------ Auszug ------

Faszination Persönlichkeit
Die meisten anderen Tests, die die Persönlichkeit bestimmen sollen, teilen Personen ebenfalls feste Eigenschaften zu: Der Enneagramm-Test teilt Individuen beispielsweise in neun Kategorien ein, der Attitudinal-Psyche-Test in 24. Auch Sternzeichen sind zur Bestimmung der Persönlichkeit weitgehend beliebt, nur dass die individuellen Eigenschaften von Krebs, Löwe und Stier eben vom Geburtstag abhängen und nicht von irgendwelchen Testergebnissen.
Die meisten dieser Tests sind wenig wissenschaftlich oder zuverlässig. Trotzdem finden wir uns häufig in den uns zugeteilten Typen wieder. Aber warum? Der Grund dafür, dass wir uns häufig in den Selbstbeschreibungen wiederfinden, ist der sogenannte Barnum-Effekt. Dieser beschreibt das Phänomen, dass Menschen schnell glauben (wollen), dass allgemeine Aussagen spezifisch für sie gelten. Dieser Effekt wirkt allerdings nur, wenn die Aussagen schwammig formuliert werden und sich an eine unspezifische Gruppe richten. Er beruht auf unserer Eigenschaft, gerne Komplimente anzunehmen und vermeintlich glaubwürdigen Quellen zu vertrauen.
Solange eine Aussage als halbwegs positiv und möglichst allgemein formuliert ist, werden daher viele der Lesenden sich darin erkennen. Beispielsweise: „Du lernst schnell neue Leute kennen, baust Vertrauen aber erst nach einiger Zeit auf.“
Die „Big Five“
Ein Test, der hingegen nach Ansicht von Psychologen eine gute wissenschaftliche Basis aufweist, ist der Big-Five-Persönlichkeitstest, auch OCEAN-Modell oder Fünf-Faktoren-Modell genannt. Dieser misst fünf Dimensionen der Persönlichkeit: Offenheit gegenüber neuen Erfahrungen und Ideen, dazu zählen auch Kreativität oder beispielsweise Sinn für Schönes. Eine weitere Dimension ist die Gewissenhaftigkeit, also die Neigung, ordentlich zu sein, fleißig und zielorientiert.

------

● **Aufgabe**:
Beantworte zum Auszug über Persönlichkeitstests kurz diese Fragen:
1. In wie viele Kategorien teilt der Enneagramm-Test Individuen ein?
2. Wie heißt das Phänomen, bei dem Menschen allgemeine Aussagen für spezifisch auf sie zutreffend halten?
3. Unter welchen zwei anderen Namen ist der Big-Five-Persönlichkeitstest bekannt?
Die Datensätze haben eine andere Herkunft als der Auszug.

------ Angezeigte Datensätze ------

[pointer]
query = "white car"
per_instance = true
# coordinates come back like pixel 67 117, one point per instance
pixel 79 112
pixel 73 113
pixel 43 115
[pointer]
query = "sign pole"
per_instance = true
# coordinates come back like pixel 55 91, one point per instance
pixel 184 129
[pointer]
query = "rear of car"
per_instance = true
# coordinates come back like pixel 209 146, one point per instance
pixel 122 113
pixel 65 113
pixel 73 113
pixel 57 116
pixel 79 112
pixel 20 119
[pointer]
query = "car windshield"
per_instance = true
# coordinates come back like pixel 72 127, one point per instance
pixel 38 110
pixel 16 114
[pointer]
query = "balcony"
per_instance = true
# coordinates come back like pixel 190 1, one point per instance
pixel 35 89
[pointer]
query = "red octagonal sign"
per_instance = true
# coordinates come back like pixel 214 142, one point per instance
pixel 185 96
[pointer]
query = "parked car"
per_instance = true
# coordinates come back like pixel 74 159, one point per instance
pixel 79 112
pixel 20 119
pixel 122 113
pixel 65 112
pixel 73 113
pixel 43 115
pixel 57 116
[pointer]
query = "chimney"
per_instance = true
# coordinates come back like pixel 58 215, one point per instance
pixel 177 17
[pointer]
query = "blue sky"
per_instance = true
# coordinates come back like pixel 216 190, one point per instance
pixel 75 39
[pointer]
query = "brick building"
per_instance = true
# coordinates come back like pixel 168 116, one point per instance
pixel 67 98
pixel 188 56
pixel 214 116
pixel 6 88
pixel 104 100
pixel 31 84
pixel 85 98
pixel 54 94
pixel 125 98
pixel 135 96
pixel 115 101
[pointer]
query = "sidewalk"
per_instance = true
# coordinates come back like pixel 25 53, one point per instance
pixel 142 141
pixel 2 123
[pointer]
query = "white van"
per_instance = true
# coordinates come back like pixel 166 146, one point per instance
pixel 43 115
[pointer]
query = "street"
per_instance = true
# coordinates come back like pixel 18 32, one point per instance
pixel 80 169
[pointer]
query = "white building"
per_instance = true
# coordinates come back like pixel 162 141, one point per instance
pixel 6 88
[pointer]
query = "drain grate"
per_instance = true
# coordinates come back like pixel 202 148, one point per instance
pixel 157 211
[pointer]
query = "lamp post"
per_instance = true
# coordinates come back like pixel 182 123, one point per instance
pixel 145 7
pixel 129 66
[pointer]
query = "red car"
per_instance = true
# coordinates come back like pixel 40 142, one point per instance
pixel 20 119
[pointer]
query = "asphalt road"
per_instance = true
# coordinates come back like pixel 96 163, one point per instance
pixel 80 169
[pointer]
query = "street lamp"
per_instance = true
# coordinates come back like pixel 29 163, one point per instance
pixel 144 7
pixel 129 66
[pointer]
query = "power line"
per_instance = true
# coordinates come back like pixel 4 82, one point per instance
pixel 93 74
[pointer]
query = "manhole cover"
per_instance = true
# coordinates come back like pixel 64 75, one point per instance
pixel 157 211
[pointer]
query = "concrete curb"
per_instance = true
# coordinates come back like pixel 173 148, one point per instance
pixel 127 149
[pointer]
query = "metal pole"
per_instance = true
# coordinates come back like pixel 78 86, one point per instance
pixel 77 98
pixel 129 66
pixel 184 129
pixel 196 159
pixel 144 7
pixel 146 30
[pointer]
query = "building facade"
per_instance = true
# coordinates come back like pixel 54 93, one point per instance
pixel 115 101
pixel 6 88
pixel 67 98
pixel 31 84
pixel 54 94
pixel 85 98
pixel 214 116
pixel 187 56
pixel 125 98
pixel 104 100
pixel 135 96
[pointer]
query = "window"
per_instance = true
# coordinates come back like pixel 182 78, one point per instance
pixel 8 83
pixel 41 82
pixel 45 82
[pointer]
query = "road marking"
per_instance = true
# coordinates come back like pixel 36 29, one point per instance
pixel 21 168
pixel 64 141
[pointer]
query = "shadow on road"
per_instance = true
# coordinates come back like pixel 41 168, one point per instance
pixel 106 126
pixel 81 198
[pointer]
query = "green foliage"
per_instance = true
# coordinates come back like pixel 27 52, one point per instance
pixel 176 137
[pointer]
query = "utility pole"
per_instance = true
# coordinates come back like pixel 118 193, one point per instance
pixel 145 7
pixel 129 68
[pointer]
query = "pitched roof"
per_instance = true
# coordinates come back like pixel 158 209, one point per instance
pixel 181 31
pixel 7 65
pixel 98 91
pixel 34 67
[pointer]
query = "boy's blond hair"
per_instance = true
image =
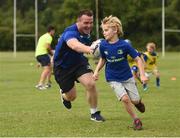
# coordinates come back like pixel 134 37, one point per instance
pixel 151 45
pixel 113 21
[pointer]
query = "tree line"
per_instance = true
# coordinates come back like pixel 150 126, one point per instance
pixel 141 19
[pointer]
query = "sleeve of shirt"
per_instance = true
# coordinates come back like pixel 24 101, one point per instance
pixel 102 55
pixel 132 52
pixel 49 39
pixel 69 35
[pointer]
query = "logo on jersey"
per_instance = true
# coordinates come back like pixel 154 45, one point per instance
pixel 120 52
pixel 88 67
pixel 106 52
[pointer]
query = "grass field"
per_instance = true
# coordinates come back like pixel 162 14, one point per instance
pixel 25 111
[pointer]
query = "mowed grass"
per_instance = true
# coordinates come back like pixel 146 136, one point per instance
pixel 25 111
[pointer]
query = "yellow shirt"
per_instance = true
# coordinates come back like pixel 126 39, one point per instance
pixel 41 48
pixel 151 61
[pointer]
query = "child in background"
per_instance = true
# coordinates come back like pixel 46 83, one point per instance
pixel 151 62
pixel 114 51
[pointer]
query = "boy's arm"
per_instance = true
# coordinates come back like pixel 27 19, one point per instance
pixel 50 51
pixel 141 69
pixel 98 68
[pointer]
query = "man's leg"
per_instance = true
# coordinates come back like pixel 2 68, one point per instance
pixel 44 74
pixel 67 97
pixel 43 77
pixel 88 82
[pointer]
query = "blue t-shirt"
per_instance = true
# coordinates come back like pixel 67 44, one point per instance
pixel 64 56
pixel 117 67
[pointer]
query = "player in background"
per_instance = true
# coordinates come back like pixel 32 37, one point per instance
pixel 134 67
pixel 114 51
pixel 151 62
pixel 70 65
pixel 43 55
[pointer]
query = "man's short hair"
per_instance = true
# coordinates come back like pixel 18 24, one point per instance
pixel 85 12
pixel 50 27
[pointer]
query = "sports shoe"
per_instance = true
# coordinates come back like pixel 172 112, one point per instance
pixel 66 103
pixel 40 87
pixel 137 124
pixel 140 106
pixel 97 117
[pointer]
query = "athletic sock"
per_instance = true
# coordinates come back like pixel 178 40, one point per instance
pixel 158 82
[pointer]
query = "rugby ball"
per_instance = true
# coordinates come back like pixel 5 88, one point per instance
pixel 95 47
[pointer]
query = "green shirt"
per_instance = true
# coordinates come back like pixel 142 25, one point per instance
pixel 43 41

------

● **Antwort**:
1. In neun Kategorien.
2. Barnum-Effekt.
3. OCEAN-Modell und Fünf-Faktoren-Modell.